Extract each line of the data that contains the string "cloth". Matching is case-sensitive.

......

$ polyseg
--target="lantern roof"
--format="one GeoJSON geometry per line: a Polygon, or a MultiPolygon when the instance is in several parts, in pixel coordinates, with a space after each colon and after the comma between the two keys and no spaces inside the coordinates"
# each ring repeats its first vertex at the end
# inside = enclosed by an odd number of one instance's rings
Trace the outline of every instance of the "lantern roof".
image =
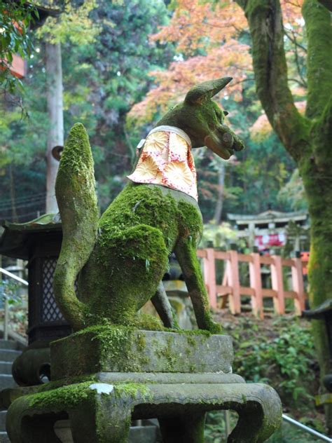
{"type": "Polygon", "coordinates": [[[32,235],[61,232],[59,214],[45,214],[26,223],[2,223],[4,233],[0,238],[0,254],[13,259],[29,258],[28,242],[32,235]]]}

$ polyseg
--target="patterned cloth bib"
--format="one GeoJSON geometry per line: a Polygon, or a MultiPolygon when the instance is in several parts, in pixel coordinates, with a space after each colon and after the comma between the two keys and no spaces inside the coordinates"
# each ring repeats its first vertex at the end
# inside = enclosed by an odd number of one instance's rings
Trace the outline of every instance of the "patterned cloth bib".
{"type": "Polygon", "coordinates": [[[191,148],[191,139],[184,131],[174,126],[158,126],[149,132],[135,170],[127,178],[135,183],[181,191],[197,200],[196,170],[191,148]]]}

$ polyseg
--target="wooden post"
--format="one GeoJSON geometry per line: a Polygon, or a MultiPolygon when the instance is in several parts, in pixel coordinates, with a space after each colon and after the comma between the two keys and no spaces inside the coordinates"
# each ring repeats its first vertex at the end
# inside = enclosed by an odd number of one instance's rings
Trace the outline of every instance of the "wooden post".
{"type": "Polygon", "coordinates": [[[252,258],[252,261],[249,262],[250,286],[255,291],[255,294],[251,297],[251,307],[254,314],[263,320],[264,318],[264,311],[260,255],[254,252],[250,255],[252,258]]]}
{"type": "Polygon", "coordinates": [[[297,293],[297,297],[294,299],[295,313],[297,315],[301,315],[302,311],[305,308],[302,261],[300,258],[293,259],[292,261],[291,280],[293,290],[297,293]]]}
{"type": "Polygon", "coordinates": [[[237,251],[229,252],[230,264],[227,267],[228,280],[232,287],[233,294],[229,298],[230,309],[232,314],[241,313],[241,295],[240,293],[239,264],[237,251]]]}
{"type": "Polygon", "coordinates": [[[275,313],[280,315],[285,313],[282,257],[279,255],[273,255],[272,258],[273,259],[273,264],[271,264],[272,289],[278,293],[276,297],[273,297],[273,306],[275,313]]]}
{"type": "Polygon", "coordinates": [[[216,308],[216,283],[214,250],[213,247],[207,247],[205,251],[207,256],[203,259],[204,280],[207,285],[207,294],[210,306],[215,309],[216,308]]]}

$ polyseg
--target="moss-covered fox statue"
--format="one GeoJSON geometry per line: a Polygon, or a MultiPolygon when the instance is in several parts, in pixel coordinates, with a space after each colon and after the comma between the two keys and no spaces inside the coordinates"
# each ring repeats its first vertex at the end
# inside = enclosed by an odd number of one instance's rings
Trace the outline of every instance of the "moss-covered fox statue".
{"type": "MultiPolygon", "coordinates": [[[[211,99],[230,80],[226,77],[193,88],[157,126],[184,132],[192,148],[207,146],[228,159],[244,145],[224,125],[226,113],[211,99]]],[[[99,218],[91,149],[81,123],[73,127],[67,140],[55,191],[63,240],[54,291],[74,330],[105,319],[135,325],[137,311],[150,299],[165,325],[172,327],[161,279],[174,252],[198,327],[220,332],[211,318],[196,258],[202,223],[194,198],[167,186],[130,181],[99,218]],[[78,274],[77,297],[74,284],[78,274]]]]}

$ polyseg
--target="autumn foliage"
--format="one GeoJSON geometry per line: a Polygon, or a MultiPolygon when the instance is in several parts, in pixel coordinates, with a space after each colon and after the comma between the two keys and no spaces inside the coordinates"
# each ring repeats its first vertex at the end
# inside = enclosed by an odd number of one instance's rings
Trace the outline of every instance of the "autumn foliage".
{"type": "MultiPolygon", "coordinates": [[[[294,50],[293,46],[302,39],[302,0],[282,0],[284,22],[289,28],[290,57],[292,52],[300,50],[300,47],[294,50]]],[[[161,27],[151,39],[176,44],[178,55],[168,70],[150,73],[155,86],[129,114],[129,118],[137,124],[151,121],[158,111],[165,112],[183,100],[186,91],[197,83],[233,76],[233,81],[221,94],[240,100],[243,82],[253,79],[250,46],[247,44],[249,41],[248,24],[235,2],[227,0],[214,4],[202,0],[177,0],[172,6],[174,12],[170,23],[161,27]]],[[[302,88],[302,95],[303,85],[295,80],[293,86],[302,88]]],[[[254,130],[258,128],[259,123],[254,130]]]]}

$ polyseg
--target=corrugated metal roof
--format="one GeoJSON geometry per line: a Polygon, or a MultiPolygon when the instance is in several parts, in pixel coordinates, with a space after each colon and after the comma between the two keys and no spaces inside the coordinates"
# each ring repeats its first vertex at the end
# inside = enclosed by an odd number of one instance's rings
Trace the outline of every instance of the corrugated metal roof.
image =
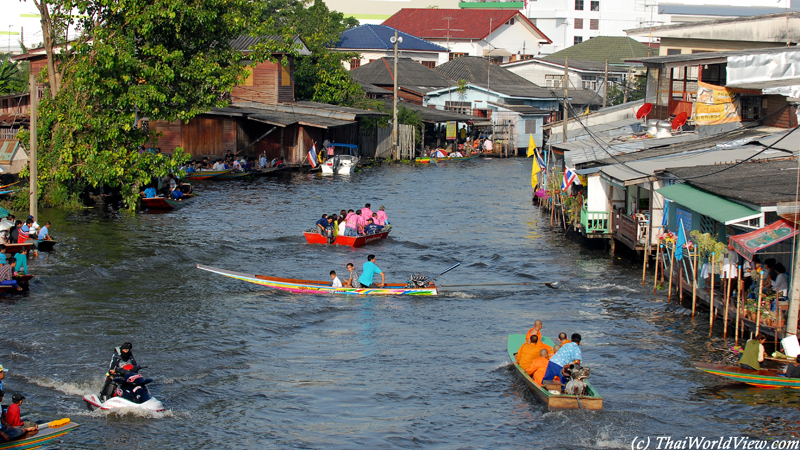
{"type": "MultiPolygon", "coordinates": [[[[394,44],[390,41],[394,37],[395,29],[386,25],[361,25],[351,28],[342,33],[342,38],[334,46],[335,48],[346,49],[380,49],[393,50],[394,44]]],[[[403,31],[398,31],[398,35],[403,38],[403,42],[398,44],[398,50],[413,50],[423,52],[446,52],[447,49],[410,35],[403,31]]]]}
{"type": "Polygon", "coordinates": [[[723,224],[738,222],[761,214],[746,206],[709,194],[688,184],[673,184],[672,186],[657,189],[656,192],[679,205],[711,217],[723,224]]]}
{"type": "MultiPolygon", "coordinates": [[[[737,148],[695,150],[674,155],[633,161],[625,164],[604,166],[600,173],[620,184],[630,185],[645,181],[653,176],[656,171],[663,171],[670,167],[709,166],[720,163],[734,163],[742,161],[763,151],[760,145],[745,145],[737,148]]],[[[786,157],[787,153],[780,150],[767,150],[755,156],[754,159],[769,159],[786,157]]]]}

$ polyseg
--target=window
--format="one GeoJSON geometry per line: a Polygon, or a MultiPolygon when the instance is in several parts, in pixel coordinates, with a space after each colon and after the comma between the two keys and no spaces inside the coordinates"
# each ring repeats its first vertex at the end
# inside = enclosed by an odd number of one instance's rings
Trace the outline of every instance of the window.
{"type": "Polygon", "coordinates": [[[444,110],[471,116],[472,102],[444,102],[444,110]]]}

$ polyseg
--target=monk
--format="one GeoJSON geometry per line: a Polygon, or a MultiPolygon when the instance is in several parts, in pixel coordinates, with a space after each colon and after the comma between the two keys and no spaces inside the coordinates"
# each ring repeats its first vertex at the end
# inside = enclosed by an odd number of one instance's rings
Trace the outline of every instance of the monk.
{"type": "Polygon", "coordinates": [[[536,322],[533,322],[533,328],[528,330],[528,333],[525,335],[525,342],[530,341],[531,333],[535,333],[536,336],[539,338],[539,340],[540,341],[542,340],[542,321],[541,320],[537,320],[536,322]]]}
{"type": "Polygon", "coordinates": [[[548,362],[550,362],[550,354],[547,353],[547,350],[540,350],[539,357],[534,358],[525,371],[528,372],[528,375],[530,375],[531,378],[533,378],[533,381],[535,381],[537,384],[542,384],[544,373],[547,372],[548,362]]]}
{"type": "Polygon", "coordinates": [[[537,342],[539,342],[539,338],[534,334],[531,336],[530,342],[522,344],[519,350],[517,350],[517,364],[523,369],[528,367],[531,361],[539,355],[539,348],[536,345],[537,342]]]}

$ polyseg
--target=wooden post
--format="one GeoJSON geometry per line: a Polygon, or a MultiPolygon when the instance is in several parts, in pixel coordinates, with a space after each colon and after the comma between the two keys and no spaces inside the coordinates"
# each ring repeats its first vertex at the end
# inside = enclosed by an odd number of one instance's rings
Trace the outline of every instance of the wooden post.
{"type": "MultiPolygon", "coordinates": [[[[737,278],[739,288],[736,289],[736,334],[733,337],[733,345],[739,345],[739,311],[742,309],[742,266],[739,266],[739,277],[737,278]]],[[[742,330],[744,331],[744,330],[742,330]]]]}
{"type": "Polygon", "coordinates": [[[673,264],[675,264],[675,244],[672,247],[672,253],[669,254],[669,290],[667,291],[667,303],[672,303],[672,273],[673,264]]]}
{"type": "Polygon", "coordinates": [[[764,288],[764,271],[758,274],[758,297],[756,299],[756,336],[761,328],[761,291],[764,288]]]}
{"type": "Polygon", "coordinates": [[[714,254],[711,254],[711,301],[708,302],[708,337],[714,332],[714,254]]]}
{"type": "Polygon", "coordinates": [[[692,318],[694,318],[694,312],[697,308],[697,256],[700,252],[695,248],[694,253],[694,267],[692,268],[692,318]]]}
{"type": "Polygon", "coordinates": [[[653,295],[656,295],[656,291],[658,290],[658,257],[661,255],[661,243],[658,244],[656,247],[656,273],[653,276],[653,295]]]}

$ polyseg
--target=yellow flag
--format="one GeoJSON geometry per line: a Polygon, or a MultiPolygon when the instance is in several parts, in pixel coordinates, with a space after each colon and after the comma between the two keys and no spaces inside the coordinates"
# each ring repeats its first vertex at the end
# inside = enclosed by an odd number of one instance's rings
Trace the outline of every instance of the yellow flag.
{"type": "Polygon", "coordinates": [[[536,154],[536,142],[533,140],[533,134],[530,134],[529,136],[531,139],[528,141],[528,156],[526,156],[526,158],[530,158],[536,154]]]}

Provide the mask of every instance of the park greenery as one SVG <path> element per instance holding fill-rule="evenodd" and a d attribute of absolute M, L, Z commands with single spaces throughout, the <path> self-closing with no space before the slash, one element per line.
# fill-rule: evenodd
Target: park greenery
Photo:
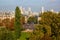
<path fill-rule="evenodd" d="M 60 12 L 46 11 L 39 17 L 29 17 L 27 23 L 34 23 L 33 32 L 22 32 L 25 18 L 19 7 L 15 9 L 15 18 L 0 19 L 0 40 L 60 40 Z"/>

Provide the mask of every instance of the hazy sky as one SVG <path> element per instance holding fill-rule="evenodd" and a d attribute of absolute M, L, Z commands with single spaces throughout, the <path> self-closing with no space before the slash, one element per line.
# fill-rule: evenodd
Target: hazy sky
<path fill-rule="evenodd" d="M 42 6 L 45 10 L 60 11 L 60 0 L 0 0 L 0 10 L 14 10 L 16 6 L 31 7 L 33 11 L 40 11 Z"/>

......

Finished answer:
--target="patterned cloth bib"
Trace the outline of every instance of the "patterned cloth bib".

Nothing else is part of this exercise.